WORK TO DO:
Put every line of the entries below into a Markdown table with two columns, Row and Line, numbering the rows and skipping blank lines. Leave the pictures out of the table.

RECORD LIST:
[START]
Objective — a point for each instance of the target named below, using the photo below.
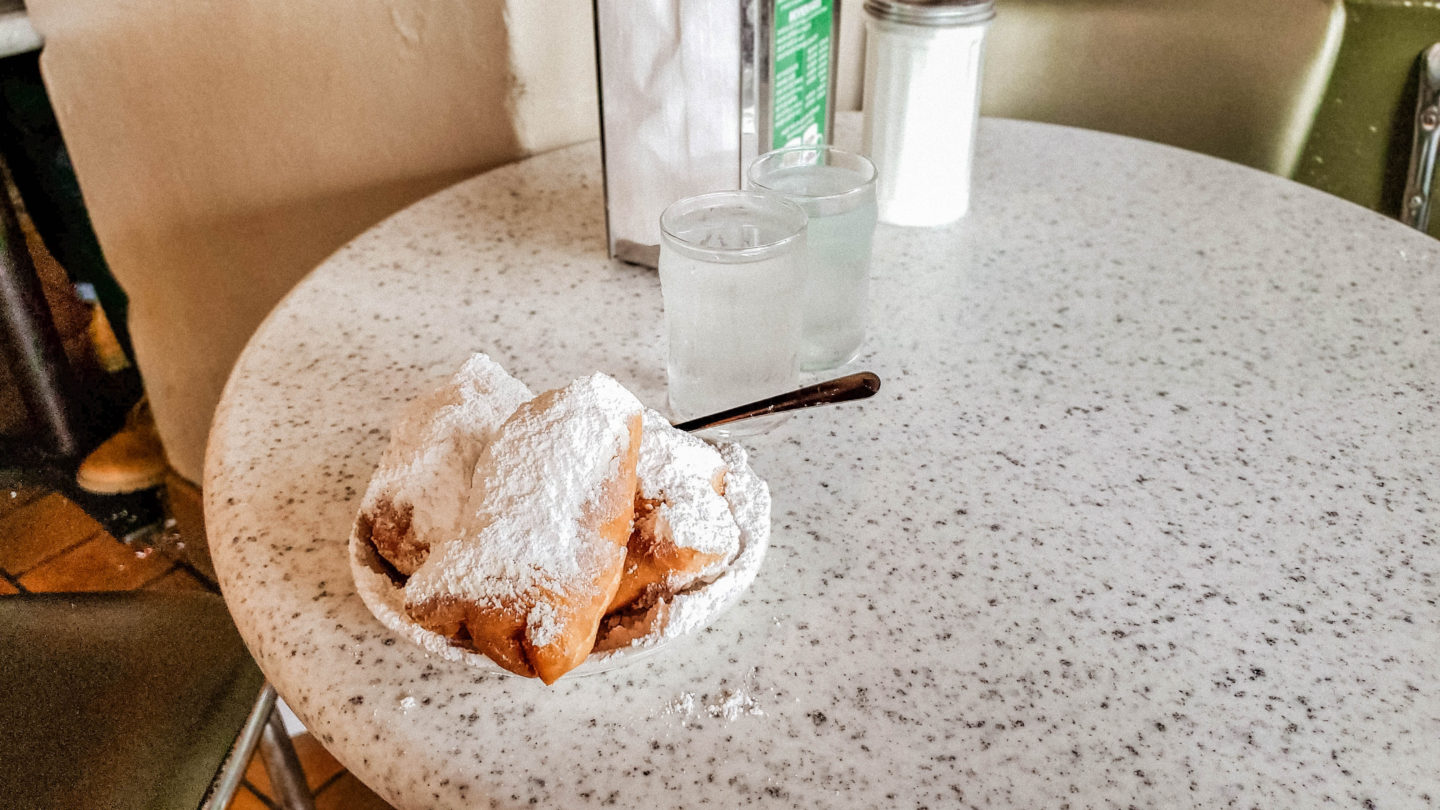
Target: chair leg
(282, 767)
(1414, 211)
(228, 780)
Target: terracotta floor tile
(314, 760)
(177, 580)
(101, 564)
(349, 793)
(42, 529)
(246, 800)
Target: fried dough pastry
(684, 531)
(416, 496)
(543, 541)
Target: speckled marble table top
(1146, 512)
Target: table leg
(30, 343)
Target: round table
(1145, 512)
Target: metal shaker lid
(932, 12)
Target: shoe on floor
(131, 460)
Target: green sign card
(801, 59)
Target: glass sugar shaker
(922, 104)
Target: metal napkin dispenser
(693, 90)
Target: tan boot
(130, 460)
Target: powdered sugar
(677, 470)
(687, 611)
(729, 705)
(522, 531)
(622, 639)
(434, 446)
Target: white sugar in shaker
(922, 104)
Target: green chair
(128, 701)
(1362, 139)
(1230, 78)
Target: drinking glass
(732, 274)
(837, 189)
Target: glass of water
(837, 189)
(732, 274)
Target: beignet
(542, 542)
(684, 531)
(418, 493)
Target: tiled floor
(49, 544)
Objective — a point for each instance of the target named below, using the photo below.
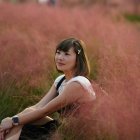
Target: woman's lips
(60, 64)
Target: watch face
(15, 120)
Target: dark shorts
(39, 132)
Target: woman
(67, 95)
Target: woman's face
(65, 61)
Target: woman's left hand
(6, 123)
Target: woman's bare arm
(71, 94)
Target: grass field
(28, 36)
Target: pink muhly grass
(28, 36)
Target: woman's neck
(68, 75)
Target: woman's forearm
(31, 116)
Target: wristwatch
(15, 120)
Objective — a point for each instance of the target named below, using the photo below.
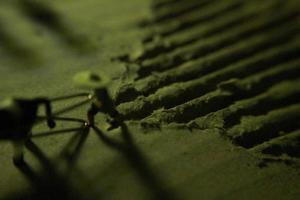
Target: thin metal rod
(48, 133)
(69, 96)
(71, 107)
(71, 119)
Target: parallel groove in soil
(230, 65)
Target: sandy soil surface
(202, 123)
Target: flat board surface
(184, 154)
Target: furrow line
(283, 93)
(177, 10)
(209, 64)
(254, 130)
(179, 93)
(287, 144)
(256, 25)
(207, 29)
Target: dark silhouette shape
(138, 162)
(73, 148)
(17, 118)
(47, 184)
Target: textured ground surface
(210, 90)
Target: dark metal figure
(17, 117)
(100, 98)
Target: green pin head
(91, 80)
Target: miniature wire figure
(17, 119)
(101, 100)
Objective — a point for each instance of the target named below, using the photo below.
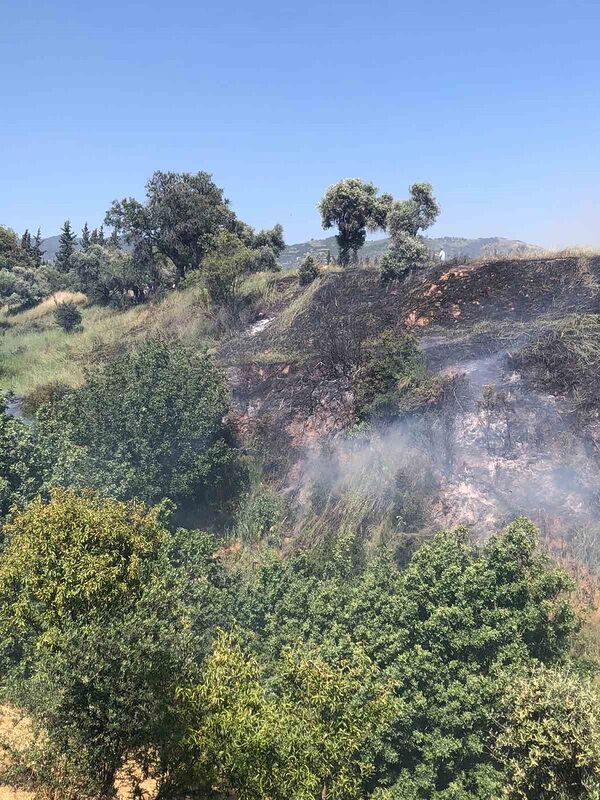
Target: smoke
(499, 450)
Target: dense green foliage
(67, 316)
(308, 270)
(147, 425)
(102, 613)
(355, 207)
(405, 219)
(110, 276)
(183, 219)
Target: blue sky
(496, 104)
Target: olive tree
(405, 219)
(355, 207)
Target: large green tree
(306, 734)
(405, 220)
(181, 214)
(354, 206)
(149, 425)
(111, 276)
(103, 611)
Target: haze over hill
(454, 247)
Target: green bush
(68, 316)
(101, 618)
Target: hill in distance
(453, 246)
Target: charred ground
(519, 433)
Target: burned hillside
(507, 423)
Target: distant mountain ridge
(453, 246)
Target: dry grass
(35, 351)
(47, 306)
(538, 254)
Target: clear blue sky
(496, 104)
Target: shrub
(68, 316)
(308, 271)
(149, 425)
(549, 739)
(102, 617)
(45, 393)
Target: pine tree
(66, 248)
(26, 242)
(36, 251)
(113, 240)
(85, 237)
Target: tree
(113, 239)
(354, 206)
(66, 248)
(22, 282)
(182, 215)
(19, 474)
(306, 736)
(149, 425)
(549, 737)
(101, 618)
(405, 219)
(307, 271)
(37, 252)
(26, 242)
(85, 237)
(68, 316)
(111, 276)
(452, 629)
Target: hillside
(453, 246)
(518, 340)
(349, 421)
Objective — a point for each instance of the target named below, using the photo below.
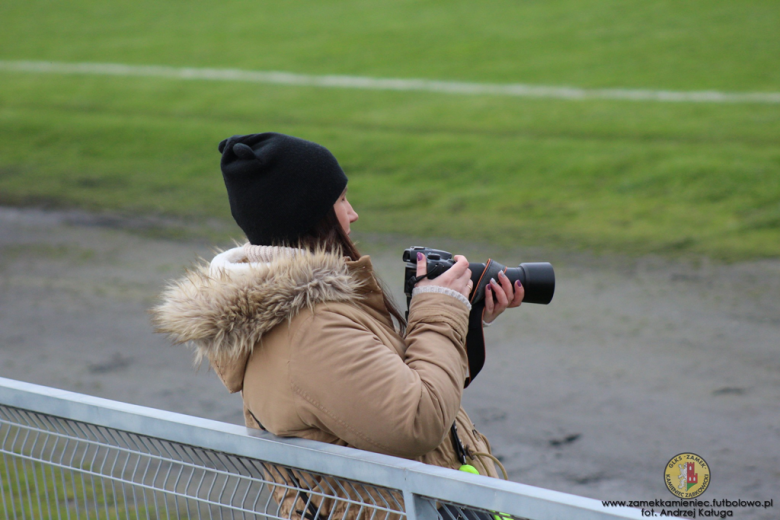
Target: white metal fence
(72, 456)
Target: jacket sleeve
(351, 384)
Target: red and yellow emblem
(687, 475)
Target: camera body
(537, 278)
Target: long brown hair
(328, 234)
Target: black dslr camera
(538, 279)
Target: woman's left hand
(506, 296)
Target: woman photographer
(297, 321)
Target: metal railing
(72, 456)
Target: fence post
(419, 508)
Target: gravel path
(635, 360)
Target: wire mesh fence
(60, 468)
(68, 456)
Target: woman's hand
(457, 277)
(505, 296)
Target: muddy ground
(636, 360)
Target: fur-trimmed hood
(224, 308)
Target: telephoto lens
(537, 278)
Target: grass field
(636, 177)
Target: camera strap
(475, 342)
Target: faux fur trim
(224, 312)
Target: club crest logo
(687, 475)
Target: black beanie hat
(279, 186)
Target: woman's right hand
(457, 277)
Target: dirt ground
(635, 360)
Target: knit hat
(279, 186)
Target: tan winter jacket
(308, 341)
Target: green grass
(36, 490)
(635, 177)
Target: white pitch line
(418, 85)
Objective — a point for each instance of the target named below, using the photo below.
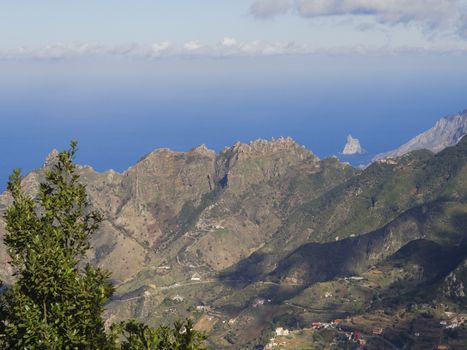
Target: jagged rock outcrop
(446, 132)
(352, 146)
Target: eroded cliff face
(195, 208)
(445, 133)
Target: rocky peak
(261, 147)
(445, 133)
(202, 150)
(352, 146)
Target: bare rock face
(352, 146)
(151, 208)
(445, 133)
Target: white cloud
(159, 49)
(430, 14)
(192, 45)
(227, 47)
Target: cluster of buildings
(279, 332)
(454, 322)
(355, 337)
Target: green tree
(139, 336)
(56, 303)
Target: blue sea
(119, 111)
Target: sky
(125, 77)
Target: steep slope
(255, 235)
(446, 132)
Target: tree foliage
(56, 303)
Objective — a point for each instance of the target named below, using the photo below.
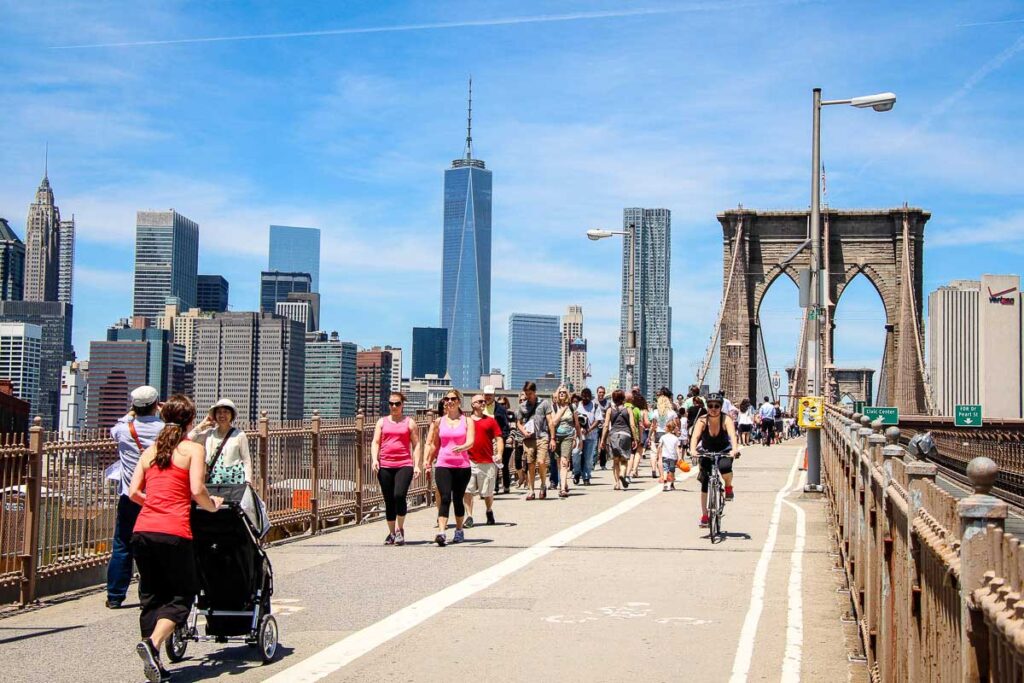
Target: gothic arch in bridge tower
(868, 243)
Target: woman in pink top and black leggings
(396, 461)
(450, 441)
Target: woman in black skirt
(170, 474)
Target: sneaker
(151, 660)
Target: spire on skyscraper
(469, 123)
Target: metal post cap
(982, 473)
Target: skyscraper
(651, 313)
(535, 348)
(274, 286)
(429, 352)
(115, 369)
(975, 345)
(166, 261)
(466, 264)
(573, 348)
(11, 264)
(42, 251)
(295, 250)
(330, 376)
(66, 260)
(55, 319)
(256, 359)
(211, 293)
(373, 381)
(19, 353)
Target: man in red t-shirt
(485, 457)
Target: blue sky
(580, 109)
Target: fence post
(263, 433)
(976, 512)
(918, 474)
(359, 459)
(314, 473)
(33, 487)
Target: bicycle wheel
(714, 518)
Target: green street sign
(967, 415)
(889, 414)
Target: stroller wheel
(176, 644)
(267, 638)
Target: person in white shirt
(227, 458)
(670, 447)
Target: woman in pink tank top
(449, 442)
(396, 460)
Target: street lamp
(631, 335)
(812, 353)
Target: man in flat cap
(134, 433)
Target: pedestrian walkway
(603, 586)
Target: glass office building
(295, 250)
(535, 348)
(466, 266)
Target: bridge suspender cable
(710, 353)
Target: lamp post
(631, 335)
(813, 355)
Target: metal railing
(935, 582)
(57, 509)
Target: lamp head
(880, 102)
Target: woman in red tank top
(170, 474)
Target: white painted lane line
(744, 650)
(795, 614)
(351, 647)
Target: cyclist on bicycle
(714, 432)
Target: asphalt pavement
(602, 586)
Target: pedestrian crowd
(166, 461)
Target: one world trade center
(466, 266)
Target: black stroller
(235, 575)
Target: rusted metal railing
(935, 582)
(57, 509)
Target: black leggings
(452, 482)
(394, 486)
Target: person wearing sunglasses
(714, 432)
(395, 453)
(450, 440)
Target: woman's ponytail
(177, 414)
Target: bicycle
(716, 495)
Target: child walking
(669, 449)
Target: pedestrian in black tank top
(714, 432)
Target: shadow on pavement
(230, 660)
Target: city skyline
(947, 145)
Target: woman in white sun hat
(227, 459)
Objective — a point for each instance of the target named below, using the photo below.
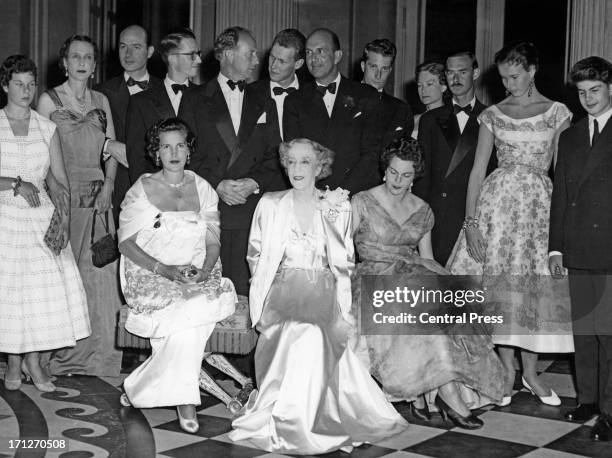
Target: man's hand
[END]
RESPONSE TO THE EXERCISE:
| Row | Line |
|---|---|
| 1 | Objective — a point for each instance of the target named below, using the photo below. |
| 2 | Target: chair leg |
| 3 | (282, 767) |
| 4 | (1414, 211) |
| 5 | (228, 780) |
| 6 | Target: terracotta floor tile |
| 7 | (314, 760) |
| 8 | (177, 580) |
| 9 | (101, 564) |
| 10 | (349, 793) |
| 11 | (42, 529) |
| 12 | (246, 800) |
| 13 | Target: fried dough pastry |
| 14 | (684, 531) |
| 15 | (416, 496) |
| 16 | (543, 541) |
| 17 | Target: speckled marble table top |
| 18 | (1146, 512) |
| 19 | Target: table leg |
| 20 | (30, 343) |
| 21 | Target: round table |
| 22 | (1145, 512) |
| 23 | Target: metal shaker lid |
| 24 | (932, 12) |
| 25 | Target: shoe on floor |
| 26 | (131, 460) |
| 27 | Target: green sign card |
| 28 | (801, 59) |
| 29 | Target: glass sugar shaker |
| 30 | (922, 104) |
| 31 | Target: metal napkin dispenser |
| 32 | (693, 90) |
| 33 | Target: tan boot |
| 34 | (130, 460) |
| 35 | Target: powdered sugar |
| 36 | (677, 470) |
| 37 | (687, 611) |
| 38 | (729, 705) |
| 39 | (522, 531) |
| 40 | (622, 639) |
| 41 | (434, 446) |
| 42 | Target: white sugar in shaker |
| 43 | (922, 104) |
| 44 | Target: green chair |
| 45 | (128, 701) |
| 46 | (1362, 139) |
| 47 | (1230, 78) |
| 48 | Target: drinking glass |
| 49 | (732, 274) |
| 50 | (837, 189) |
| 51 | Target: glass of water |
| 52 | (837, 189) |
| 53 | (732, 274) |
| 54 | Target: beignet |
| 55 | (542, 542) |
| 56 | (684, 531) |
| 57 | (418, 493) |
| 58 | Target: tiled floor |
| 59 | (49, 544) |
| 60 | Objective — a point for each instance of the target named below, using the photo below. |
| 61 | Target: woman's lips |
| 62 | (60, 64) |
| 63 | Target: watch face |
| 64 | (15, 120) |
| 65 | Target: dark shorts |
| 66 | (39, 132) |
| 67 | Target: woman |
| 68 | (67, 95) |
| 69 | Target: woman's face |
| 70 | (65, 61) |
| 71 | Target: woman's left hand |
| 72 | (6, 123) |
| 73 | Target: woman's bare arm |
| 74 | (71, 94) |
| 75 | Target: grass field |
| 76 | (28, 36) |
| 77 | Target: pink muhly grass |
| 78 | (28, 36) |
| 79 | Target: woman's neck |
| 80 | (68, 75) |
| 81 | Target: woman's forearm |
| 82 | (31, 116) |
| 83 | Target: wristwatch |
| 84 | (15, 120) |
| 85 | Objective — a point for each instance of the target named below, using the photo below. |
| 86 | Target: thin metal rod |
| 87 | (48, 133) |
| 88 | (69, 96) |
| 89 | (71, 107) |
| 90 | (71, 119) |
| 91 | Target: parallel groove in soil |
| 92 | (230, 65) |
| 93 | Target: sandy soil surface |
| 94 | (202, 123) |
| 95 | Target: flat board surface |
| 96 | (184, 154) |
| 97 | Target: furrow line |
| 98 | (283, 93) |
| 99 | (177, 10) |
| 100 | (209, 64) |
| 101 | (254, 130) |
| 102 | (179, 93) |
| 103 | (287, 144) |
| 104 | (256, 25) |
| 105 | (207, 29) |
| 106 | Target: dark silhouette shape |
| 107 | (138, 162) |
| 108 | (73, 148) |
| 109 | (17, 118) |
| 110 | (47, 184) |
| 111 | Target: textured ground surface |
| 112 | (210, 90) |
| 113 | Target: dark metal figure |
| 114 | (17, 117) |
| 115 | (100, 98) |
| 116 | Target: green pin head |
| 117 | (91, 80) |
| 118 | Target: miniature wire figure |
| 119 | (17, 119) |
| 120 | (101, 100) |
| 121 | Objective — a point for each instance of the target named below, using the photo below. |
| 122 | Target: smoke |
| 123 | (499, 450) |
| 124 | Target: dense green foliage |
| 125 | (67, 316) |
| 126 | (308, 270) |
| 127 | (147, 425) |
| 128 | (102, 613) |
| 129 | (355, 207) |
| 130 | (405, 219) |
| 131 | (110, 276) |
| 132 | (183, 219) |
| 133 | Target: blue sky |
| 134 | (496, 104) |
| 135 | Target: olive tree |
| 136 | (405, 219) |
| 137 | (355, 207) |
| 138 | Target: large green tree |
| 139 | (306, 734) |
| 140 | (405, 220) |
| 141 | (181, 214) |
| 142 | (354, 206) |
| 143 | (149, 425) |
| 144 | (111, 276) |
| 145 | (103, 611) |
| 146 | Target: haze over hill |
| 147 | (454, 247) |
| 148 | Target: green bush |
| 149 | (68, 316) |
| 150 | (101, 618) |
| 151 | Target: hill in distance |
| 152 | (453, 246) |
| 153 | Target: charred ground |
| 154 | (519, 433) |
| 155 | Target: burned hillside |
| 156 | (507, 423) |
| 157 | Target: distant mountain ridge |
| 158 | (453, 246) |
| 159 | Target: dry grass |
| 160 | (35, 351) |
| 161 | (47, 306) |
| 162 | (538, 254) |
| 163 | Target: clear blue sky |
| 164 | (496, 104) |
| 165 | Target: shrub |
| 166 | (68, 316) |
| 167 | (308, 271) |
| 168 | (149, 425) |
| 169 | (549, 739) |
| 170 | (102, 617) |
| 171 | (45, 393) |
| 172 | Target: pine tree |
| 173 | (66, 248) |
| 174 | (26, 242) |
| 175 | (36, 251) |
| 176 | (113, 240) |
| 177 | (85, 237) |
| 178 | Target: tree |
| 179 | (113, 239) |
| 180 | (354, 206) |
| 181 | (66, 248) |
| 182 | (22, 282) |
| 183 | (182, 215) |
| 184 | (19, 474) |
| 185 | (306, 736) |
| 186 | (149, 425) |
| 187 | (549, 737) |
| 188 | (101, 618) |
| 189 | (405, 219) |
| 190 | (307, 271) |
| 191 | (37, 252) |
| 192 | (26, 242) |
| 193 | (85, 237) |
| 194 | (68, 316) |
| 195 | (111, 276) |
| 196 | (452, 629) |
| 197 | Target: hillside |
| 198 | (453, 246) |
| 199 | (518, 340) |
| 200 | (349, 421) |
| 201 | Objective — a point for each instance of the target named below, using the photo below. |
| 202 | Target: white metal fence |
| 203 | (72, 456) |
| 204 | Target: jacket sleeve |
| 205 | (351, 384) |
| 206 | Target: red and yellow emblem |
| 207 | (687, 475) |
| 208 | Target: camera body |
| 209 | (537, 278) |
| 210 | Target: long brown hair |
| 211 | (328, 234) |
| 212 | Target: black dslr camera |
| 213 | (538, 279) |
| 214 | Target: woman's left hand |
| 215 | (506, 296) |
| 216 | Target: woman photographer |
| 217 | (297, 321) |
| 218 | Target: metal railing |
| 219 | (72, 456) |
| 220 | Target: fence post |
| 221 | (419, 508) |
| 222 | Target: gravel path |
| 223 | (635, 360) |
| 224 | Target: wire mesh fence |
| 225 | (60, 468) |
| 226 | (68, 456) |
| 227 | Target: woman's hand |
| 228 | (457, 277) |
| 229 | (505, 296) |
| 230 | Target: muddy ground |
| 231 | (636, 360) |
| 232 | Target: fur-trimmed hood |
| 233 | (224, 308) |
| 234 | Target: telephoto lens |
| 235 | (537, 278) |
| 236 | Target: grass field |
| 237 | (636, 177) |
| 238 | Target: camera strap |
| 239 | (475, 342) |
| 240 | Target: faux fur trim |
| 241 | (224, 312) |
| 242 | Target: club crest logo |
| 243 | (687, 475) |
| 244 | Target: black beanie hat |
| 245 | (279, 186) |
| 246 | Target: woman's right hand |
| 247 | (457, 277) |
| 248 | Target: dirt ground |
| 249 | (635, 360) |
| 250 | Target: knit hat |
| 251 | (279, 186) |
| 252 | Target: tan winter jacket |
| 253 | (308, 341) |
| 254 | Target: green grass |
| 255 | (36, 490) |
| 256 | (635, 177) |
| 257 | Target: white pitch line |
| 258 | (418, 85) |
| 259 | Objective — a point for each instance of the target named below, using the photo below. |
| 260 | Target: jagged rock outcrop |
| 261 | (446, 132) |
| 262 | (352, 146) |
| 263 | Target: eroded cliff face |
| 264 | (195, 208) |
| 265 | (445, 133) |
| 266 | Target: rocky peak |
| 267 | (261, 147) |
| 268 | (445, 133) |
| 269 | (202, 150) |
| 270 | (352, 146) |
| 271 | Target: bare rock face |
| 272 | (352, 146) |
| 273 | (151, 208) |
| 274 | (445, 133) |
| 275 | Target: white cloud |
| 276 | (159, 49) |
| 277 | (430, 14) |
| 278 | (192, 45) |
| 279 | (227, 47) |
| 280 | Target: cluster of buildings |
| 281 | (279, 332) |
| 282 | (454, 322) |
| 283 | (355, 337) |
| 284 | Target: green tree |
| 285 | (139, 336) |
| 286 | (56, 303) |
| 287 | Target: blue sea |
| 288 | (119, 111) |
| 289 | Target: sky |
| 290 | (125, 77) |
| 291 | Target: steep slope |
| 292 | (255, 235) |
| 293 | (446, 132) |
| 294 | Target: tree foliage |
| 295 | (56, 303) |
| 296 | Objective — a point for each instance of the target named below, using the photo below. |
| 297 | Target: gothic arch in bridge tower |
| 298 | (868, 243) |
| 299 | Target: woman in pink top and black leggings |
| 300 | (396, 461) |
| 301 | (450, 441) |
| 302 | Target: woman in black skirt |
| 303 | (170, 474) |
| 304 | Target: sneaker |
| 305 | (151, 660) |
| 306 | Target: spire on skyscraper |
| 307 | (469, 123) |
| 308 | Target: metal post cap |
| 309 | (982, 473) |
| 310 | Target: skyscraper |
| 311 | (651, 313) |
| 312 | (535, 348) |
| 313 | (274, 286) |
| 314 | (429, 352) |
| 315 | (115, 369) |
| 316 | (975, 345) |
| 317 | (166, 261) |
| 318 | (466, 264) |
| 319 | (573, 348) |
| 320 | (11, 264) |
| 321 | (42, 251) |
| 322 | (295, 250) |
| 323 | (330, 376) |
| 324 | (66, 260) |
| 325 | (55, 319) |
| 326 | (256, 359) |
| 327 | (211, 293) |
| 328 | (373, 381) |
| 329 | (19, 353) |
| 330 | Target: man in red t-shirt |
| 331 | (485, 457) |
| 332 | Target: blue sky |
| 333 | (580, 109) |
| 334 | Target: fence post |
| 335 | (263, 433) |
| 336 | (976, 512) |
| 337 | (918, 474) |
| 338 | (359, 459) |
| 339 | (314, 473) |
| 340 | (33, 487) |
| 341 | Target: bicycle wheel |
| 342 | (714, 518) |
| 343 | Target: green street sign |
| 344 | (967, 415) |
| 345 | (889, 414) |
| 346 | Target: stroller wheel |
| 347 | (176, 644) |
| 348 | (267, 638) |
| 349 | Target: person in white shirt |
| 350 | (227, 458) |
| 351 | (670, 447) |
| 352 | Target: woman in pink tank top |
| 353 | (449, 442) |
| 354 | (396, 460) |
| 355 | Target: street lamp |
| 356 | (631, 335) |
| 357 | (812, 353) |
| 358 | Target: man in flat cap |
| 359 | (134, 433) |
| 360 | Target: pedestrian walkway |
| 361 | (603, 586) |
| 362 | Target: glass office building |
| 363 | (295, 250) |
| 364 | (535, 348) |
| 365 | (466, 266) |
| 366 | Target: bridge suspender cable |
| 367 | (710, 353) |
| 368 | Target: lamp post |
| 369 | (631, 335) |
| 370 | (813, 355) |
| 371 | Target: metal railing |
| 372 | (935, 582) |
| 373 | (57, 509) |
| 374 | Target: lamp head |
| 375 | (880, 102) |
| 376 | Target: woman in red tank top |
| 377 | (170, 474) |
| 378 | Target: white painted lane line |
| 379 | (744, 650) |
| 380 | (795, 614) |
| 381 | (351, 647) |
| 382 | Target: cyclist on bicycle |
| 383 | (714, 432) |
| 384 | Target: asphalt pavement |
| 385 | (602, 586) |
| 386 | Target: pedestrian crowd |
| 387 | (166, 461) |
| 388 | Target: one world trade center |
| 389 | (466, 266) |
| 390 | Target: black stroller |
| 391 | (235, 575) |
| 392 | Target: rusted metal railing |
| 393 | (935, 582) |
| 394 | (57, 509) |
| 395 | Target: black leggings |
| 396 | (452, 482) |
| 397 | (394, 486) |
| 398 | Target: person wearing sunglasses |
| 399 | (714, 432) |
| 400 | (395, 453) |
| 401 | (450, 440) |
| 402 | Target: woman's ponytail |
| 403 | (177, 414) |
| 404 | Target: bicycle |
| 405 | (716, 495) |
| 406 | Target: child walking |
| 407 | (669, 449) |
| 408 | Target: pedestrian in black tank top |
| 409 | (714, 432) |
| 410 | Target: shadow on pavement |
| 411 | (230, 660) |
| 412 | Target: city skyline |
| 413 | (947, 145) |
| 414 | Target: woman in white sun hat |
| 415 | (227, 459) |
| 416 | Objective — a point for each instance of the target named below, using the photo below. |
| 417 | Target: man's hand |